Arrange every line of the items below as a Markdown table with the columns Row and Text, numbering the rows and skipping blank lines. Leave the pictures out of the table.

===== Excerpted records =====

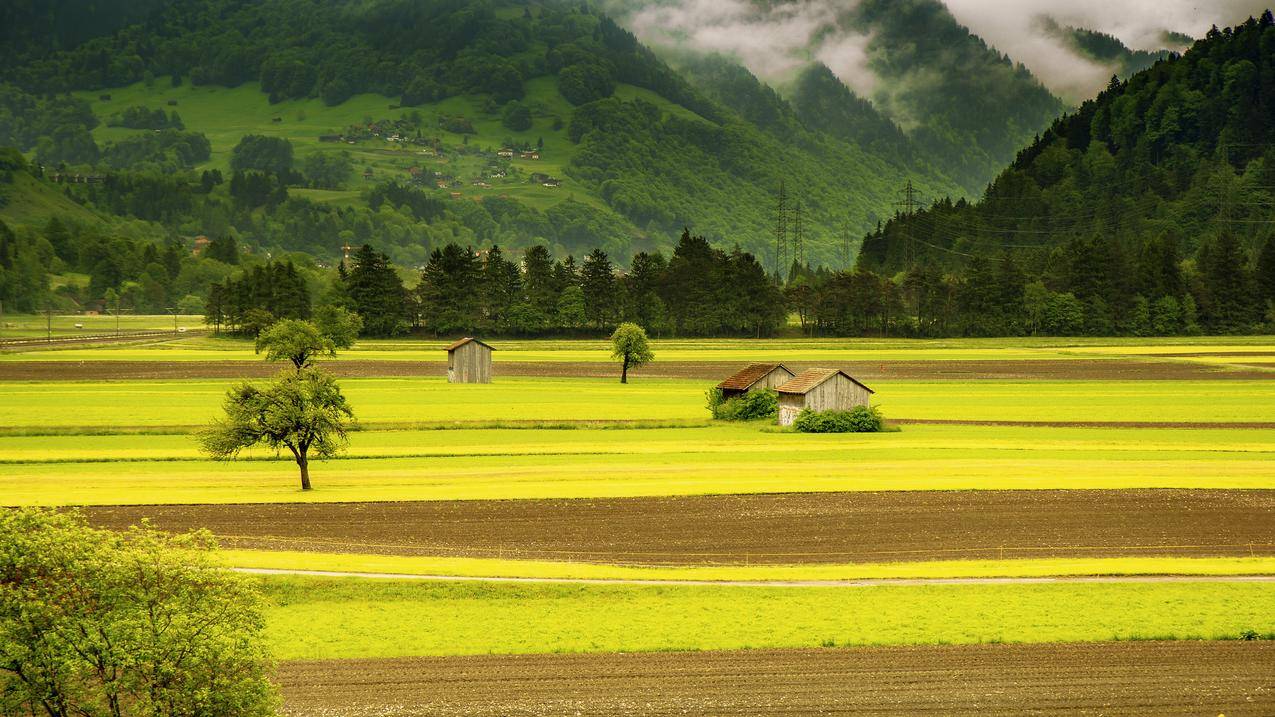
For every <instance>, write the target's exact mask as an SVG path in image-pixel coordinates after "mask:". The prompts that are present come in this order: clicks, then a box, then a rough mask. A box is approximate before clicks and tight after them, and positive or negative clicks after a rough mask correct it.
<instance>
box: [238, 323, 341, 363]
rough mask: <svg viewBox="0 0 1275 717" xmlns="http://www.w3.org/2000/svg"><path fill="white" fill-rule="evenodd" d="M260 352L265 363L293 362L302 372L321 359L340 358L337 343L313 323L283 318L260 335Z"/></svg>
mask: <svg viewBox="0 0 1275 717" xmlns="http://www.w3.org/2000/svg"><path fill="white" fill-rule="evenodd" d="M261 351H265V360H266V361H292V365H293V366H295V367H296V369H297V370H298V371H300V370H302V369H309V367H311V366H312V365H314V360H315V358H317V357H319V356H337V343H335V342H334V341H333V339H332V338H330V337H328V336H324V333H323V330H320V329H319V327H317V325H315V324H314V323H311V322H303V320H300V319H283V320H279V322H275V323H274V324H270V327H269V328H268V329H265V330H264V332H261V333H259V334H258V337H256V352H258V353H260V352H261Z"/></svg>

=====

### The completed task:
| Row | Text |
|---|---|
| 1 | For every <instance>, write the target's exact mask as an SVG path in image-pixel coordinates after "mask:". The prompts that are present come in this order: clicks, then a box, then a rough mask. A box is approximate before clicks and tight after them, and positive or negative clicks after a rough mask correct it. |
| 2 | <instance> |
| 3 | box: [238, 323, 341, 363] |
| 4 | rough mask: <svg viewBox="0 0 1275 717" xmlns="http://www.w3.org/2000/svg"><path fill="white" fill-rule="evenodd" d="M260 352L265 363L293 362L302 372L321 359L340 358L337 343L313 323L283 318L260 335Z"/></svg> |
| 5 | mask: <svg viewBox="0 0 1275 717" xmlns="http://www.w3.org/2000/svg"><path fill="white" fill-rule="evenodd" d="M261 351H265V360H266V361H292V365H293V366H295V367H296V369H297V370H298V371H300V370H302V369H309V367H311V366H312V365H314V360H315V358H317V357H319V356H337V343H335V342H334V341H333V339H332V338H330V337H328V336H324V333H323V330H320V329H319V327H317V325H315V324H314V323H311V322H303V320H300V319H283V320H279V322H275V323H274V324H270V327H269V328H268V329H265V330H264V332H261V333H259V334H258V337H256V352H258V353H260V352H261Z"/></svg> |